■ **Task data**
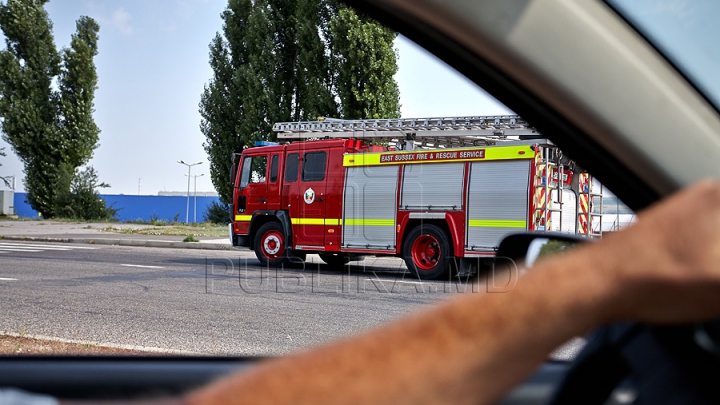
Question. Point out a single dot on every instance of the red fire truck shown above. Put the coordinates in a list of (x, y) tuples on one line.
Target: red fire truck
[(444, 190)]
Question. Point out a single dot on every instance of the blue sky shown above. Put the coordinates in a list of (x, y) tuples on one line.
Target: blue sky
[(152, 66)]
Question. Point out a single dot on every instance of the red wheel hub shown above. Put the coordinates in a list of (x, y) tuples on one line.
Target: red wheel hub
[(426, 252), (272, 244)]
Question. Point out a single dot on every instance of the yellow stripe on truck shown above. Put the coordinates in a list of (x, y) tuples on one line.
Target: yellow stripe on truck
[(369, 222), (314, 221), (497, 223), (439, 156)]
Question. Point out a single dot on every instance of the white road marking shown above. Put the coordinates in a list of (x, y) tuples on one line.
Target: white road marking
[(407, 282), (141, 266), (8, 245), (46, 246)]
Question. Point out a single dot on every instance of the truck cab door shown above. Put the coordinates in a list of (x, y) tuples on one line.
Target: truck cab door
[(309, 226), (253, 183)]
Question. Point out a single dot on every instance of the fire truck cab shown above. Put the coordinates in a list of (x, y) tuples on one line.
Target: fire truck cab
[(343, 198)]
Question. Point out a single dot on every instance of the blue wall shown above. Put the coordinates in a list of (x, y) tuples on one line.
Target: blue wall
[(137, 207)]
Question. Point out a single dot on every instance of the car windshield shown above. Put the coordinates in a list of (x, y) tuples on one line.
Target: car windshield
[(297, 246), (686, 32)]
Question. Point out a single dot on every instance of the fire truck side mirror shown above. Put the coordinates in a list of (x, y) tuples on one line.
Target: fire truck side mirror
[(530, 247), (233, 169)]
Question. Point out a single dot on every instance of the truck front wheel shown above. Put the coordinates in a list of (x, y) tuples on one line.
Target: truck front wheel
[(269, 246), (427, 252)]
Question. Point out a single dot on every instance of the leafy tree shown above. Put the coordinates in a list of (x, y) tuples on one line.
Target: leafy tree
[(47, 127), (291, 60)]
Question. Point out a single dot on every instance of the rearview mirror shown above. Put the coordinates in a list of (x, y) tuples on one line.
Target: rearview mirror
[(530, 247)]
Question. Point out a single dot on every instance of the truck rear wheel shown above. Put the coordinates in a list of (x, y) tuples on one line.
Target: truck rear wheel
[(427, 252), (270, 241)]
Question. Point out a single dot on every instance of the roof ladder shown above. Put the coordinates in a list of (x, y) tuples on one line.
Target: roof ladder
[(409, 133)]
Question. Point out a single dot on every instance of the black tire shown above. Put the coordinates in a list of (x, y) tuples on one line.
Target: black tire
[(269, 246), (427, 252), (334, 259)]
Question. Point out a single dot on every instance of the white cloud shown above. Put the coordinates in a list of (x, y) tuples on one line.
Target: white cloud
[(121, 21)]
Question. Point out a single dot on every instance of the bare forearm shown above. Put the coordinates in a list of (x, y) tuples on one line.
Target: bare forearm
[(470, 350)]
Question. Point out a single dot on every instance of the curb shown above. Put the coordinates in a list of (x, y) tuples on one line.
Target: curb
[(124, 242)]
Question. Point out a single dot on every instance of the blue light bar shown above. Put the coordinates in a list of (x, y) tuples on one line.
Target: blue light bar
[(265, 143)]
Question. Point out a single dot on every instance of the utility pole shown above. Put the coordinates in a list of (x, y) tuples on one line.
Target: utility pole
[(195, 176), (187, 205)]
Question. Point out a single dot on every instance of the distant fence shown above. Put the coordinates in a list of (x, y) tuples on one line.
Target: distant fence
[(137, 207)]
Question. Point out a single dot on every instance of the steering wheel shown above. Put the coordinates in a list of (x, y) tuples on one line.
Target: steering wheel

■ **Task instructions**
Copy every one of the rows above verbatim, without the pictures.

■ **Correct output**
Question. Point out a single dot on every instance of the red fire truck shown above. Put the coordinates in a list of (x, y) tuples on one line.
Target: red fire truck
[(444, 190)]
Question. Point out a single dot on every instance of the blue sky shown above. Put the coordinates in a list of (x, y) tuples on one line.
Target: blue sky
[(152, 66)]
Question. Point out a single dot on every instance of the red wheel hub shown above. Put the coordinates in a list of (x, y) tuples on one line.
Target: red wheel hub
[(426, 252), (272, 244)]
Question. Point out a single dot on every instance of the yellow stripe on truck shown above. Put the coordinates in a list of (x, y) tuples on one line.
Target: yellow stripe on truck
[(369, 222), (314, 221), (497, 223), (439, 156)]
Question. Point out a single dot on every instance of the white road marking shown above. Put the coordinates in a list of (x, y) tuples on one line.
Target: white road marking
[(407, 282), (141, 266), (8, 245), (46, 246)]
Question. Point out a single dot on every instance of the truck cab door shown above. Put the coordinates in a list of (x, y) tuples on one line.
Target: truck cab door
[(309, 226), (253, 183)]
Question. Point out a single dot on every instance of the fire truck cab shown above. Put the coordinates in a list of (x, y) tuples on one line.
Target: fire truck cab
[(343, 198)]
Question. Point out a single dot on every instance of the blue wall shown above. Put the coordinates in a list of (x, y) tuples on one line.
Target: blue wall
[(137, 207)]
Question. Point out a single dot on every instance of the car windshield shown above. Put the coordinates in a list of (x, y) tuples on one line.
Target: car windshield
[(297, 246), (686, 32)]
Question. Point out a single dot on every instance of the fire truck side mirror shown above. Put the coordinates in a list of (x, y) tuples on one line.
Target: fire truck side mirror
[(530, 247), (233, 169)]
Question. Point out a single dot on every instance of the truck front wheel shown above. Put the coordinates in a list of (x, y) tuples on one line.
Target: truck front wheel
[(269, 246), (427, 252)]
Question. Point out a single dot on every instance of the leafy tree shown above. Put the coordinates in a list of (x, y) tuples on one line.
Target: leafy tree
[(47, 127), (291, 60)]
Question. Point out a single dot on every instance of the rearview mirror shown above. Put the coordinates in a list of (x, y) tuples on one line.
Target: rearview mirror
[(530, 247)]
Question. Point out a single dot on every instance of the truck rear wheel shown above. Put the coordinates in a list of (x, y) tuples on one line.
Target: truck rear wheel
[(427, 252), (270, 241)]
Question. Point out a single dot on every instance of the roof ladder shown above. Put the coordinates in a list of (x, y) tuples on one line.
Target: roof ladder
[(409, 133)]
Question. Point out a single dot on every instance of the black tire shown above. Put the coordinates in a list of (x, y) tuples on one line.
Target: black tire
[(269, 246), (427, 252), (334, 259)]
Question. Point out a single dot on every instance of the white cloud shown above. Put the coordinates in a list of (x, y) tuples on one line.
Target: white cloud
[(121, 21)]
Question. Point out a single dot on every instance of the bare forearm shown above. Put the coordinates in a list of (x, y) tuples on one line.
Target: bare forearm
[(470, 350)]
Question. Point out a single dot on every instance of the curb shown above. Put the coordinates in a list of (x, y) tuples on one line.
Target: curb
[(124, 242)]
Question. Point out a single dot on every instance of the blue light bar shown above. Put the coordinates in a list of (x, y) tuples on one line.
Target: blue light bar
[(265, 143)]
Question. Point out a single dot on every instance of the utility pole shown above. Put the coordinates in a list of (x, y) tuples on one line.
Target: utility pole
[(195, 176), (187, 205)]
Question. Point out a single dot on every instance of the distant fence shown above. Put the coordinates in a list of (x, y) tuples on one line.
Target: distant fence
[(137, 207)]
Question. Point out a single dot on every instance of the steering wheel shown above. Put the coordinates in a list of (x, y) tuples on one line.
Target: steering wheel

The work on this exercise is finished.